** Opening Page extract block **

Nexus 7000 and a systematic Bug

I have been thinking about an old issue that a customer encountered with an pair of Nexus 7000 switches about a year and half ago. When the issue first came onto my radar it was in a bad place, this customer had Nexus 2000 Fabric Extenders that would go offline and eventually the Nexus 7000 would go offline causing some single homed devices to be come in reachable, and in the process broader reachability issues. This is occurred intermittently which always causes data collection to be complicated. After working with TAC and finally collecting all of the information the the summary of the multiple causes came down the these 5 items.

1. Fabric extender link become error disabled due to CSCtz01813
2. Nexus is reloaded to recover from Fabric Extender issue.
3. After reload ports get stuck in INIT state due to CSCty8102 and failed to come online.
4. Peer Link, Peer Keep-Alive and VPCs fail to come online since ports are err-disabled from sequence time out.
5. VPC would go into a split brain state causing SVIs to go into shutdown mode.
6. Network connectivity is lost until reload of module and ports are brought online.

The summary is two bugs that would get triggered at random times causing a firestorm of confusing outages. The two temporary work arounds to mitigate the problem before we could upgrade the code on the switches was to,

  1. VPC keep alive link to Admin port on Supervisor.
  2. Use EEM script to reset a register when a module comes on line.

When thinking about what occurred it is important to remember the Nexus 7000 platform consists of many line cards that each contain an independent “brain” (Forwarding Engine(s) and supporting systems on the line cards) that are connected and orchestrated by the Supervisor module. It is true previous statement was a bit of a simplification, however I find it enigmatic of some of the design challenges you can on the Nexus 7000 platform. For example there are many limitations with Layer 3 routing features and VPC. In the example above it could be said that this sort of complexity can cause safety features such as those build into VPC to cause more harm then good when they encounter an in planned failure scenario. This is different from the Catalyst platform where (for the most part) everything is processed through an central processor.

Over all the Nexus 7000 system design allows for tightly coupled interactions between the modules, supervisors and even more loosely coupled interactions between chassises. These interactions can allow for the high speed and throughput that can be delivered, however is adds to the complexity of troubleshooting and complex designs. In the end what makes this issue so interesting to me and and why I keep mentally revisiting it is that it is an example of a system failure. Every single cause if occurred individually would have been as greatly problematic but their interactions together caused the observed issue to be many times worse.

Some great Nexus 7000 references

My interest of academics of systems

Lately I’ve been very interested in academic side of computers. Complex systems, Theoretical Computing, and Control Theory are two of my focuses right now. This has come about because I’m getting more interested in how the systems work and how ti measure them, more then how to implement them. My career has been very focus on the implementation then how systems work and can be measured. I’ve never had any sort of formal Computer Science education, making a lot of this new territory to me. As I dive deeper into these topics I realize how much math I have forgotten over the years. These topics are some of  reasons for me to refresh my math skills, however math skills are also analyze sampled data such as monitoring data. A great video discussing data analysis is by Noah Kantrowitz at Monitorama PDX 2014.

Monitorama PDX 2014 – Noah Kantrowitz from Monitorama on Vimeo.

** Closing Page extract block **
** Opening Record extracts block **

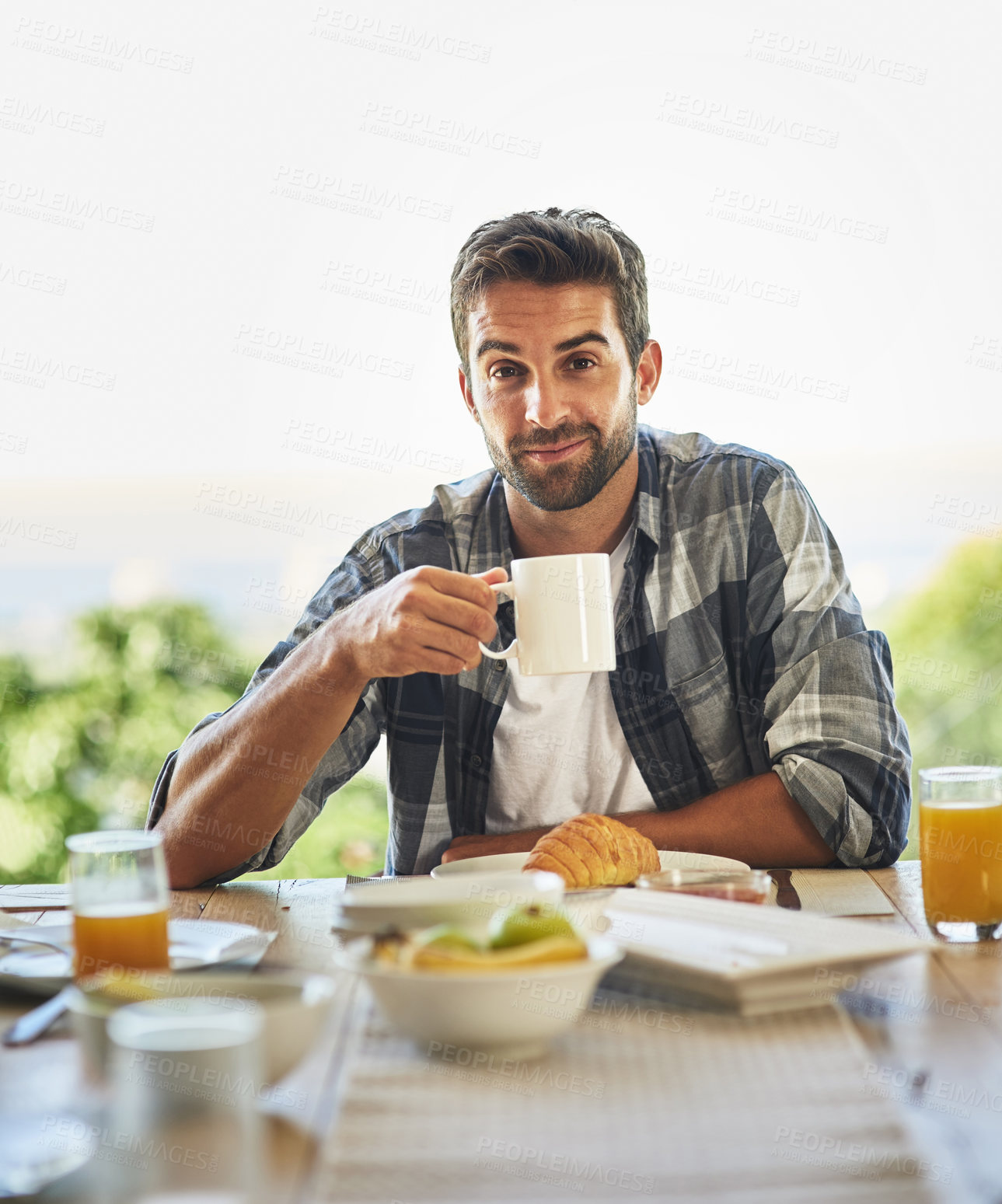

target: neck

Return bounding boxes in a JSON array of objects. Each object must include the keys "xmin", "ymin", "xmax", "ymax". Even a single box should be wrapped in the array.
[{"xmin": 504, "ymin": 448, "xmax": 638, "ymax": 560}]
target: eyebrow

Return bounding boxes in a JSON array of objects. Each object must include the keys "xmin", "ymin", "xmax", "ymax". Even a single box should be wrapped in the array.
[{"xmin": 477, "ymin": 330, "xmax": 612, "ymax": 360}]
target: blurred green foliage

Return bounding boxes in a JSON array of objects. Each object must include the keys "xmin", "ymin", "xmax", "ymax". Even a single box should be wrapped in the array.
[
  {"xmin": 0, "ymin": 601, "xmax": 386, "ymax": 882},
  {"xmin": 0, "ymin": 539, "xmax": 1002, "ymax": 882},
  {"xmin": 884, "ymin": 539, "xmax": 1002, "ymax": 860}
]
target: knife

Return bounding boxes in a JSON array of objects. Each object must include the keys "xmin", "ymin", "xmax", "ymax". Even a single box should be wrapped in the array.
[{"xmin": 768, "ymin": 869, "xmax": 800, "ymax": 912}]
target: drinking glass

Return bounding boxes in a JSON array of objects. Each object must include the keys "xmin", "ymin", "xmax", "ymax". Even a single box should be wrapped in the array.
[
  {"xmin": 919, "ymin": 765, "xmax": 1002, "ymax": 941},
  {"xmin": 105, "ymin": 997, "xmax": 264, "ymax": 1204},
  {"xmin": 66, "ymin": 829, "xmax": 169, "ymax": 978}
]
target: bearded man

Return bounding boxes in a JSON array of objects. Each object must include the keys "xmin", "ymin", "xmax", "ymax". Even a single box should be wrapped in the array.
[{"xmin": 147, "ymin": 208, "xmax": 910, "ymax": 886}]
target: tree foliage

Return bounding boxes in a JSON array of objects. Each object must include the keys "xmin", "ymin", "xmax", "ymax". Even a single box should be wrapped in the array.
[
  {"xmin": 0, "ymin": 601, "xmax": 386, "ymax": 882},
  {"xmin": 888, "ymin": 539, "xmax": 1002, "ymax": 856}
]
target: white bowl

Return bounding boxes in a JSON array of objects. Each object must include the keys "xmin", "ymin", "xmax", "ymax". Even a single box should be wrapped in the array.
[
  {"xmin": 335, "ymin": 937, "xmax": 623, "ymax": 1057},
  {"xmin": 70, "ymin": 970, "xmax": 337, "ymax": 1084},
  {"xmin": 333, "ymin": 871, "xmax": 564, "ymax": 936}
]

** Closing Record extracts block **

Things to do:
a - In the Nexus 7000 post, the numbered step that begins "Peer Link, Peer Keep-Alive" names the things that fail to come online. List them.
b - Retype the Nexus 7000 post from "Nexus 7000 and" up to and including "to come online.".
The data here comes from a different source than the Nexus 7000 post.

Task solutions:
a - Peer Link, Peer Keep-Alive, VPCs

b -
Nexus 7000 and a systematic Bug

I have been thinking about an old issue that a customer encountered with an pair of Nexus 7000 switches about a year and half ago. When the issue first came onto my radar it was in a bad place, this customer had Nexus 2000 Fabric Extenders that would go offline and eventually the Nexus 7000 would go offline causing some single homed devices to be come in reachable, and in the process broader reachability issues. This is occurred intermittently which always causes data collection to be complicated. After working with TAC and finally collecting all of the information the the summary of the multiple causes came down the these 5 items.

1. Fabric extender link become error disabled due to CSCtz01813
2. Nexus is reloaded to recover from Fabric Extender issue.
3. After reload ports get stuck in INIT state due to CSCty8102 and failed to come online.